Down to the last character, repeat the data that follows.

[Point localization data]

※

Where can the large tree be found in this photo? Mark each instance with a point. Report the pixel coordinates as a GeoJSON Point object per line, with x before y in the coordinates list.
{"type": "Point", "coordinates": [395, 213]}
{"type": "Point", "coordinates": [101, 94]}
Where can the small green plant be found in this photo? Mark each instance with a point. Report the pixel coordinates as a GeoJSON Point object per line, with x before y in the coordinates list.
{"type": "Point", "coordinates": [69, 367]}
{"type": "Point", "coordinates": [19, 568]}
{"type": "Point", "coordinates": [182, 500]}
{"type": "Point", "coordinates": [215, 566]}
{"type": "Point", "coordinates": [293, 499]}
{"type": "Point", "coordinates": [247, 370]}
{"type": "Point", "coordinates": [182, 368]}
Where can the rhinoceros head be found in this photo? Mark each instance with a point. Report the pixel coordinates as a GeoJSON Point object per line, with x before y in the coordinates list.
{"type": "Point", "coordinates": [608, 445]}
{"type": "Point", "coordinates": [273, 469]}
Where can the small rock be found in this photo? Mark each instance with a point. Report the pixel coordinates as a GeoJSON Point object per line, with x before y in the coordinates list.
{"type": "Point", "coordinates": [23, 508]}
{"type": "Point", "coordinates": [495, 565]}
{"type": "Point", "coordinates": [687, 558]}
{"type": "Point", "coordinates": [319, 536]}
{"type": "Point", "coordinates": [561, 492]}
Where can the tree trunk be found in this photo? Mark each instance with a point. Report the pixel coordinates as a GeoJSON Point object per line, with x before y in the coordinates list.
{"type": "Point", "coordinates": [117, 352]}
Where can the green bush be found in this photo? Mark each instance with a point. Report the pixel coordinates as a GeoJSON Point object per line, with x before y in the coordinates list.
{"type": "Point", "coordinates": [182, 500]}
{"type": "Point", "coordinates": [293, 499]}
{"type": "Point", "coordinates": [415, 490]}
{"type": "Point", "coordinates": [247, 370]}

※

Answer space –
Where can the large tree be found in this photo? Mark each instance with a point. Report the pixel coordinates as a GeoJSON Point object per line, with x before y in the coordinates list.
{"type": "Point", "coordinates": [395, 213]}
{"type": "Point", "coordinates": [101, 94]}
Where can the small green plant be found in this photo? Mark each instance with a point. Report the pixel coordinates as a GeoJSON Point object per line, with x before y in the coordinates list.
{"type": "Point", "coordinates": [69, 367]}
{"type": "Point", "coordinates": [19, 568]}
{"type": "Point", "coordinates": [182, 500]}
{"type": "Point", "coordinates": [215, 566]}
{"type": "Point", "coordinates": [293, 499]}
{"type": "Point", "coordinates": [247, 370]}
{"type": "Point", "coordinates": [182, 368]}
Where can the rhinoceros head be found in this photo? Mark each instance with a point. Report the pixel coordinates as a GeoJSON Point object per line, with x before y in the coordinates list.
{"type": "Point", "coordinates": [608, 445]}
{"type": "Point", "coordinates": [273, 469]}
Where can the small rock be found in this photo? Mark each instance with a point. Report the pixel coordinates as a GeoJSON Point object per line, with x before y in the coordinates list.
{"type": "Point", "coordinates": [23, 508]}
{"type": "Point", "coordinates": [495, 565]}
{"type": "Point", "coordinates": [687, 558]}
{"type": "Point", "coordinates": [319, 536]}
{"type": "Point", "coordinates": [561, 492]}
Where can the tree trunk be found in this photo? Mark each instance with a point. Report the pixel coordinates as a GeoJSON Point object per line, with x before y in the coordinates list.
{"type": "Point", "coordinates": [117, 352]}
Where can the green bush be found in this photo? Mark each instance with a point. Report the pixel coordinates as a GeoJSON Point object per line, with x before y in the coordinates list.
{"type": "Point", "coordinates": [182, 500]}
{"type": "Point", "coordinates": [293, 499]}
{"type": "Point", "coordinates": [415, 490]}
{"type": "Point", "coordinates": [247, 370]}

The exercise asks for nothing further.